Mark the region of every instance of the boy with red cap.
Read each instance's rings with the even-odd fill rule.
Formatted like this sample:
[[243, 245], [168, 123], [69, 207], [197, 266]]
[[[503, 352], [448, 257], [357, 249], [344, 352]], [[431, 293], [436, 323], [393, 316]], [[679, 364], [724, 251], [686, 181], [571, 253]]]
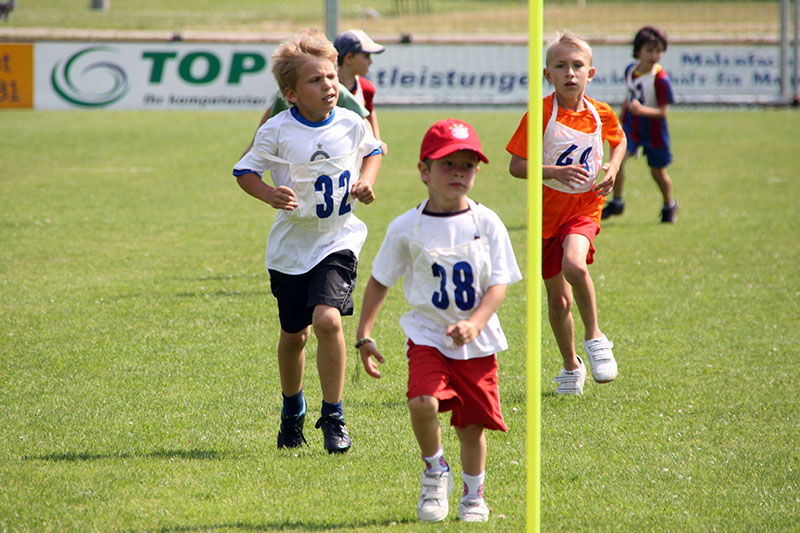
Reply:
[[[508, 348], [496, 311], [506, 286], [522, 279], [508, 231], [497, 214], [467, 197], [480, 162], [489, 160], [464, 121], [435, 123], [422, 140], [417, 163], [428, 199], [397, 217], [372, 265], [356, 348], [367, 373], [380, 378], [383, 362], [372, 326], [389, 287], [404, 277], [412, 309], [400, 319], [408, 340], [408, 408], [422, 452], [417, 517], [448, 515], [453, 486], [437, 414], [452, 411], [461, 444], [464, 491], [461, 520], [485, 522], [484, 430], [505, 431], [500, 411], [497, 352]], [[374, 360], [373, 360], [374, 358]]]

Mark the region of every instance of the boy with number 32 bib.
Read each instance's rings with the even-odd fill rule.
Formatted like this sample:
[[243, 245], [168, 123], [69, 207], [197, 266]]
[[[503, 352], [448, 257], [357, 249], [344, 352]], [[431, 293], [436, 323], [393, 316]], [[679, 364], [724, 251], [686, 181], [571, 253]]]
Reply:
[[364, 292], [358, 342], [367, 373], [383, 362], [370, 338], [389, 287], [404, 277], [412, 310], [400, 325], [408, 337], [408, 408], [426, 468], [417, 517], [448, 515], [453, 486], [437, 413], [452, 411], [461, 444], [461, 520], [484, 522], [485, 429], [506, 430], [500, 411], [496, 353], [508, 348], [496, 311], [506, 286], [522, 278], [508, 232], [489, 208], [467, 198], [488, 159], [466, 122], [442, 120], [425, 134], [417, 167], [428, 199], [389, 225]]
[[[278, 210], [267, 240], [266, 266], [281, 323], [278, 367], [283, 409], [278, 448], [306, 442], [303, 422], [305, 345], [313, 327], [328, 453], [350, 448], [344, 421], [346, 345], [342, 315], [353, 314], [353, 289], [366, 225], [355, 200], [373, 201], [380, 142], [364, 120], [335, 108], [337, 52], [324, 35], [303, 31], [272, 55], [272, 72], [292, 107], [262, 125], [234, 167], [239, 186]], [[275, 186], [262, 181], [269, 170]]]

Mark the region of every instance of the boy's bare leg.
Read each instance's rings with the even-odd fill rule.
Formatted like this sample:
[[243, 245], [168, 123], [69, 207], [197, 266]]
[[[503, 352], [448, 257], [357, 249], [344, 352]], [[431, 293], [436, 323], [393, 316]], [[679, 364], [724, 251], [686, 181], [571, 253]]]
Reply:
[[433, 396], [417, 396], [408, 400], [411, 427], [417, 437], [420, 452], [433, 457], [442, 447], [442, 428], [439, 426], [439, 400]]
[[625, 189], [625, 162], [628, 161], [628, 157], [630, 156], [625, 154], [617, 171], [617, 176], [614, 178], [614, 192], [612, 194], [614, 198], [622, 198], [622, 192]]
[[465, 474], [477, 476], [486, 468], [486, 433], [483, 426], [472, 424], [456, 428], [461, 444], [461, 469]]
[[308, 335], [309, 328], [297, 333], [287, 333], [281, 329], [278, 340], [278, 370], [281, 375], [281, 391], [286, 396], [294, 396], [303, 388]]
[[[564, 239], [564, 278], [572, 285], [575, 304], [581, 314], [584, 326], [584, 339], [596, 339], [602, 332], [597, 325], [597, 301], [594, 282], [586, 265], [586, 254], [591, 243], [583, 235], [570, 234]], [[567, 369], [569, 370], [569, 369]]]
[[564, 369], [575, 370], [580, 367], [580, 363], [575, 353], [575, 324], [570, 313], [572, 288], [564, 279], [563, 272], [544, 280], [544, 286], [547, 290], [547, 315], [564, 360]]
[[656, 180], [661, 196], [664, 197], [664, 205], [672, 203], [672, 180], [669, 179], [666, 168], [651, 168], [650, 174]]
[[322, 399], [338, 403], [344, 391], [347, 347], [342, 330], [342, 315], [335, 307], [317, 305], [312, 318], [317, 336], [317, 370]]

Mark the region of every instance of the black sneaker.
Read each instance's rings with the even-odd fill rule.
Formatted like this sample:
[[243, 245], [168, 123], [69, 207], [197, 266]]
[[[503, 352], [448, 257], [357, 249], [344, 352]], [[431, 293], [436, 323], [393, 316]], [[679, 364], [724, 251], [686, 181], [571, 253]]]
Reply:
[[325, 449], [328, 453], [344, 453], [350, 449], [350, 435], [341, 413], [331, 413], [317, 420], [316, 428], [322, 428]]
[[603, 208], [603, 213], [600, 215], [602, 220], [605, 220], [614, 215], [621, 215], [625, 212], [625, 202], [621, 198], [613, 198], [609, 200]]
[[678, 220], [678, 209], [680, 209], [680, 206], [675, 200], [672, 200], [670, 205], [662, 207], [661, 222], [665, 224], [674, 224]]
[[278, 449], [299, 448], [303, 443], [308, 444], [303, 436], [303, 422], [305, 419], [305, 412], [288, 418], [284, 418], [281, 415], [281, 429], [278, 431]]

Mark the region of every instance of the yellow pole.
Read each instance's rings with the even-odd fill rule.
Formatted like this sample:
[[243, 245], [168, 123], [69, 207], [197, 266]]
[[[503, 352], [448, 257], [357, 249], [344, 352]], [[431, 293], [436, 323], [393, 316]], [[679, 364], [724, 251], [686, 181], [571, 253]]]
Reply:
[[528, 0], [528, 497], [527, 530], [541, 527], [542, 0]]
═══
* [DIRECTIONS FOR THIS TASK] Where the word "every" occurs in a line of the records, copy that line.

* [TASK OUTPUT]
Mark the region of every instance of the boy with red cap.
Mark the region of every instance of the boy with number 32 bib.
Mark the region of every instance of the boy's bare leg.
Mark the region of every instance of the black sneaker.
Mark the region of every instance of the yellow pole.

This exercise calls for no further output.